→ YOUR TASK
Take the line containing "Practice step: locate the person" and every line after it to the end of the data, and write them out exactly as they appear.

——————

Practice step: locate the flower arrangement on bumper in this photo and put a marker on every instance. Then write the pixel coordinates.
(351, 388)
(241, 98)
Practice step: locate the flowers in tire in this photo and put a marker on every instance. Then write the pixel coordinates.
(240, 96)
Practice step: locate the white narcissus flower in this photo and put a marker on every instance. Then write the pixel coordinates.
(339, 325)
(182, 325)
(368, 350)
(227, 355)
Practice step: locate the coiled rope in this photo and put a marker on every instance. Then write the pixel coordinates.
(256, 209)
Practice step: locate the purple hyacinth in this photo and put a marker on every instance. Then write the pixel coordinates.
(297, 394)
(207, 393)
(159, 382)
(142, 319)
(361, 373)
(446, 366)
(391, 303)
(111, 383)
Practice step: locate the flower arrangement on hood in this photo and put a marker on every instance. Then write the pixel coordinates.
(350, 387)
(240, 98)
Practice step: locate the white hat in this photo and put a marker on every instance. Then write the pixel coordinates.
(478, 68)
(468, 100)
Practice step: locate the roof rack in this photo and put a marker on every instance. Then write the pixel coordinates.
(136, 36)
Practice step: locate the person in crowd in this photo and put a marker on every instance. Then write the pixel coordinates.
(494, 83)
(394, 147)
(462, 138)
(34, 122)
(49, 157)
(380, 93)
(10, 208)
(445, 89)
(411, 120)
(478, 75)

——————

→ REPLY TO THE TASK
Practice step: locate the person in crowd in this photo and put a marker on every instance. Then write the pixel coordinates.
(494, 83)
(394, 147)
(462, 138)
(34, 122)
(49, 157)
(380, 93)
(10, 208)
(445, 89)
(411, 120)
(478, 75)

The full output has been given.